# What happened to Round 2's Batmobile 1/25?



## spindrift (Apr 16, 2005)

Checked the Round 2 website today- MISSING are the snap and glue 1966 Batmobile in 1/25!
Did I miss something?
Gary:wave:


----------



## LGFugate (Sep 11, 2000)

I hope the kit is missing from the website because it's further in the future than the Aurora 1966 Batmobile....



Larry


----------



## djnick66 (May 2, 2008)

I know the people at Round 2 have been stooging around wtih their reissuse. The Munsters cars were supposed to be out what, last December? That was at least 4 months ago.

But the Batmobile kits are still listed as TBA on my wholesalers sites.


----------



## Rattrap (Feb 23, 1999)

I hope it's still in the pipes. I have Jimmy Flintstone's kit, but I'd like one in styrene.


----------



## Zathros (Dec 21, 2000)

*The Batmobiles are on hold due to "Boxart" approval being heldup from the licensor..the new release date is August, due to that reason..

Z
*


----------



## Spockr (Sep 14, 2009)
● ● ● ● ● ● ●
**WHAT TO DO:**
1. From the forum thread about Round 2's 1/25 Batmobile, output everything from "Did I miss something?" down to "Aurora 1966 Batmobile....", keeping the wording unchanged.
2. In the forum thread about Round 2's 1/25 Batmobile, why are the Batmobile kits on hold, and what new release date is given? Answer in one to three sentences.
3. Supply the next part of the forum thread about Round 2's 1/25 Batmobile, picking up from the point where the thread stops.

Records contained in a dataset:
● ● ● ● ● ● ●
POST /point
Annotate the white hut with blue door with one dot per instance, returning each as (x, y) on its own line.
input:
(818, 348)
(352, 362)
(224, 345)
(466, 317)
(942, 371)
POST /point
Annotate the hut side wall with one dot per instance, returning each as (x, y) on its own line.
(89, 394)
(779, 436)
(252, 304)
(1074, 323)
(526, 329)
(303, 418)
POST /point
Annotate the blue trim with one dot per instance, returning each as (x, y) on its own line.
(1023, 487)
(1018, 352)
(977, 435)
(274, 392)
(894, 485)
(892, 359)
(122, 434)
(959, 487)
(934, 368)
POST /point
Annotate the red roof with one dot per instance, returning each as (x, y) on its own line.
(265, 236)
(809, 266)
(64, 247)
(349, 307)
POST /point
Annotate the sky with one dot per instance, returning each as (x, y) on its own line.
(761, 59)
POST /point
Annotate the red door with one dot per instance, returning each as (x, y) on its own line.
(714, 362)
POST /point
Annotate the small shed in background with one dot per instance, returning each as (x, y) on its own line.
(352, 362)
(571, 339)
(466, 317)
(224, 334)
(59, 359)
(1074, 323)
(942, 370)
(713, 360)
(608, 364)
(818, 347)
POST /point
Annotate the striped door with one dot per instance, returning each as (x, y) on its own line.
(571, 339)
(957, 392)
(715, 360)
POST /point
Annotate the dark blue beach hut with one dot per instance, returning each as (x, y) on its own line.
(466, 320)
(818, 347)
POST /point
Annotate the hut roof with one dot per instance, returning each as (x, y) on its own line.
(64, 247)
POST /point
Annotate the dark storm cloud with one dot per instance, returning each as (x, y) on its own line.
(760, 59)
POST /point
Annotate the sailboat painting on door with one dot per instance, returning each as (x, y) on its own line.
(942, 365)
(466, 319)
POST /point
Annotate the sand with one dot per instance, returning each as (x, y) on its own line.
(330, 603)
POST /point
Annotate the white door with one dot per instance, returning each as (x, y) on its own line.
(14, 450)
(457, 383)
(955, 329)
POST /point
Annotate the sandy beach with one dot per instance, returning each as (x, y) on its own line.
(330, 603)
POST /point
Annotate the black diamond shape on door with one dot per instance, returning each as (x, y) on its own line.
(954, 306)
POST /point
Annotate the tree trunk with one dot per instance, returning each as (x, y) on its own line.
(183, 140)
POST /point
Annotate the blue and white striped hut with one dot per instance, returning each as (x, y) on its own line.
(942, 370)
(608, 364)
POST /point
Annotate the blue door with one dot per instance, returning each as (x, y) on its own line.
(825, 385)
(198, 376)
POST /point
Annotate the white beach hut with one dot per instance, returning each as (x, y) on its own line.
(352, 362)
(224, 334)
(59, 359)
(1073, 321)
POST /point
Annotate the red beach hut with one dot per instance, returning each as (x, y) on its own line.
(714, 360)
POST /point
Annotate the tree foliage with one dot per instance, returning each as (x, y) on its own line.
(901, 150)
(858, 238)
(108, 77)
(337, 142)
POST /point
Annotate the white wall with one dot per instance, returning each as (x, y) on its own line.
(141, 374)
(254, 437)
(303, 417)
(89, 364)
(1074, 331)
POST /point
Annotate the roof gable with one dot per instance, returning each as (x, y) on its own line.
● ● ● ● ● ● ●
**RESULTS OF THE TASKS:**
1.
Did I miss something?
Gary:wave:


----------



## LGFugate (Sep 11, 2000)

I hope the kit is missing from the website because it's further in the future than the Aurora 1966 Batmobile....

2. The Batmobile kits are on hold because approval of the box art is being held up by the licensor. For that reason, the new release date is August.

3.
The 1/32 Batmobiles are being pressed out as we speak according to R2's blog from a few days ago:

"Right now, they are running the new 1:32 scale 1966 Batmobile Collector’s Edition Tin...kits"

http://www.collectormodel.com/

Here's some in bags at the China plant:
http://www.collectormodel.com/wp-content/uploads/2010/04/china-blog03a.jpg

And a test shot maybe?:
http://www.collectormodel.com/wp-content/uploads/2010/04/china-blog04a.jpg

Regards,
Matt


----------



## SUNGOD (Jan 20, 2006)

Zathros said:


> *The Batmobiles are on hold due to "Boxart" approval being heldup from the licensor..the new release date is August, due to that reason..
> 
> Z
> *




I don't care if there's a bit more of a wait as long as we get em.


----------



## RogueJ (Oct 29, 2000)

Perhaps the same thing that happened to the announced "King Kong" and the Akira Class Starship. Haven't seen those either.


----------



## spindrift (Apr 16, 2005)

Yeah that one pic looks like the 1/25 prototype...it is not the old Aurora kit! Thing is if that is as far as it is along we aren't going to see this in August I would think. Maybe year's end?
Gary:wave:


----------



## Zathros (Dec 21, 2000)

Spockr said:


> The 1/32 Batmobiles are being pressed out as we speak according to R2's blog from a few days ago:
> 
> "Right now, they are running the new 1:32 scale 1966 Batmobile Collector’s Edition Tin...kits"
> 
> ...


I got the august release date on the aurora repop direct from Tom Lowe's secretary at R2, about 2 weeks ago

Z


----------



## spindrift (Apr 16, 2005)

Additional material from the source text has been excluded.